* [Supplied passage]:
++++++++

Sci. Aging Knowl. Environ., 1 October 2003
Amyloid-loving molecule could furnish the first diagnostic test for Alzheimer's disease
Key Words: biomarker radioligand cerebral amyloid angiopathy multiphoton microscope
Every news story suggesting that actor Charlton Heston suffers from Alzheimer's disease (AD) is jumping the gun. Yes, Heston likely does have the memory-sapping illness, but with current technology, doctors can't make a definitive diagnosis until after his death. That limitation could soon vanish, thanks to a compound that gloms onto the telltale plaques that characterize AD. In a new study, researchers use the molecule to pinpoint plaques in the brains of living mice, a finding that opens the way for an AD diagnostic test in patients.
Tests of cognition can provide strong evidence that someone has AD, but only an autopsy can confirm that the patient's brain teems with the hallmark -amyloid plaques and tau tangles. The lack of a good test for the illness not only frustrates patients' doctors and families but also hinders researchers working to develop treatments that slow or reverse plaque buildup. For years, scientists have sought molecules that flag amyloid or tau. Last year, psychiatrist William Klunk of the University of Pittsburgh and colleagues reported a candidate. The molecule, known as Pittsburgh compound B (PIB), adheres specifically to -amyloid plaques. The researchers envisioned tagging PIB with radioactive carbon, injecting it into a patient's bloodstream, and then searching for the radioactive compound using a brain-scanning technique called positron emission tomography. Unfortunately, the radioactive signal fades fast, declining by half every 20 minutes, so the researchers needed to find out how quickly PIB moves from the blood to the brain--and how long it remains attached to -amyloid plaques. If they were lucky, any label that stuck specifically would hang around long enough to be detected.
To address these issues, Klunk joined forces with neuroscientist Brian Bacskai of Massachusetts General Hospital in Charlestown and others to study mice that had been genetically altered to amass amyloid. The researchers anesthetized the animals, surgically replaced a small section of their skulls with a clear cover, and injected PIB into a tail vein. Using a microscope positioned over the viewing window, the scientists tracked the glowing molecules' travel. Within 1 minute, the compound had leached into the brain and begun adhering to plaques. Within 15 minutes, most PIB that was not stuck to amyloid had dissipated, leaving a constellation of brightly glowing plaques. Additional experiments indicated that the compound remains glued to plaques for at least 3 days. The results suggest that PIB marks plaques within the brief detection window for carbon radioactivity, says Bacskai.
"I think it's an excellent paper," says neuroscientist Frank LaFerla of the University of California, Irvine. "If what they found in mice is applicable to humans, it should allow early diagnosis of AD." Bacskai says that the procedure would also help researchers gauge whether experimental compounds stem AD's assault on the brain. "It's very difficult to do a clinical trial in humans if you can't be sure your patient population has the disease," he says. Klunk and colleagues have already begun evaluating PIB in humans. Glowing plaques could light the way to the first treatments for AD.

++++++++

* [Recorded data]:
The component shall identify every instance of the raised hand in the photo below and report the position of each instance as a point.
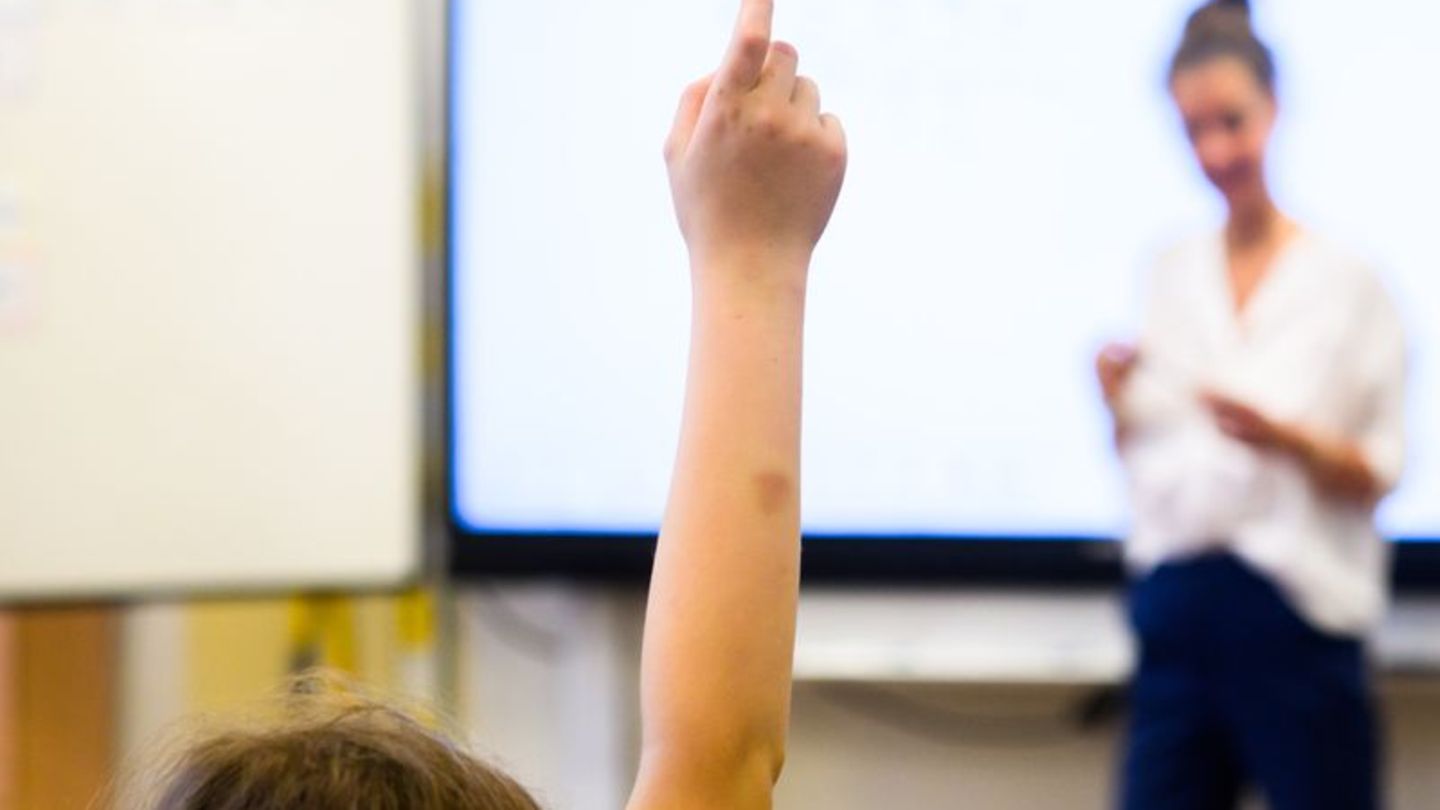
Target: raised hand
(755, 166)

++++++++

* [Questions on the material]:
**1)** Reproduce the article on Alzheimer's diagnosis word for word, starting at "Sci. Aging Knowl." and ending at "test in patients.".
**2)** According to the article on Alzheimer's diagnosis, how fast does the radioactive signal fade?
Answer from the article on Alzheimer's diagnosis alone.

* [Set of answers]:
**1)**
Sci. Aging Knowl. Environ., 1 October 2003
Amyloid-loving molecule could furnish the first diagnostic test for Alzheimer's disease
Key Words: biomarker radioligand cerebral amyloid angiopathy multiphoton microscope
Every news story suggesting that actor Charlton Heston suffers from Alzheimer's disease (AD) is jumping the gun. Yes, Heston likely does have the memory-sapping illness, but with current technology, doctors can't make a definitive diagnosis until after his death. That limitation could soon vanish, thanks to a compound that gloms onto the telltale plaques that characterize AD. In a new study, researchers use the molecule to pinpoint plaques in the brains of living mice, a finding that opens the way for an AD diagnostic test in patients.

**2)** It declines by half every 20 minutes.